[[ Task input open ]]

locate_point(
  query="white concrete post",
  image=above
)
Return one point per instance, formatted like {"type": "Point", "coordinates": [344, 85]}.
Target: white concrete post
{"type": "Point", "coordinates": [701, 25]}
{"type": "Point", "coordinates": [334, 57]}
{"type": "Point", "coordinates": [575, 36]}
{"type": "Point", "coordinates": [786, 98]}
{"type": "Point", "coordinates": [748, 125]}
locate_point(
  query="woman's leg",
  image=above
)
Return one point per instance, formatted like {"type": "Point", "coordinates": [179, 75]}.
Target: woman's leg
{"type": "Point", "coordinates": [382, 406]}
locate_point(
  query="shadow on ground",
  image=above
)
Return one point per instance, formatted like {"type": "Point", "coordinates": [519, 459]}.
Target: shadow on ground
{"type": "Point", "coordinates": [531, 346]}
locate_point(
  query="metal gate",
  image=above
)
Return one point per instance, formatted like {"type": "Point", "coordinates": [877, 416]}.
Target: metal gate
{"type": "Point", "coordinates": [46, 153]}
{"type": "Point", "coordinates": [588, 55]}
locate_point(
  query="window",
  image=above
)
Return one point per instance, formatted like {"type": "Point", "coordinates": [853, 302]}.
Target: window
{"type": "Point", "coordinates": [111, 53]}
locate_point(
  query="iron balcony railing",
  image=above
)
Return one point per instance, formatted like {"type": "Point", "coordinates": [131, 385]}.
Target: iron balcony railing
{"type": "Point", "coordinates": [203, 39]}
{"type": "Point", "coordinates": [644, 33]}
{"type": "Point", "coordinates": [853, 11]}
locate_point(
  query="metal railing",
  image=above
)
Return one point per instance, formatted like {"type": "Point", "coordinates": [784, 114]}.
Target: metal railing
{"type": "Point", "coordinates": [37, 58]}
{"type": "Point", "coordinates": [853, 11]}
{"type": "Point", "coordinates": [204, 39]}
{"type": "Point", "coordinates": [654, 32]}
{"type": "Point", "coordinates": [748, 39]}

[[ Task input closed ]]

▶ [Exercise prompt]
Every line that holds the word "query" should be copied from the records.

▶ [Task result]
  query="white concrete post",
  query="woman's leg",
  query="shadow on ground",
  query="metal gate",
  query="window",
  query="iron balcony railing",
  query="metal railing",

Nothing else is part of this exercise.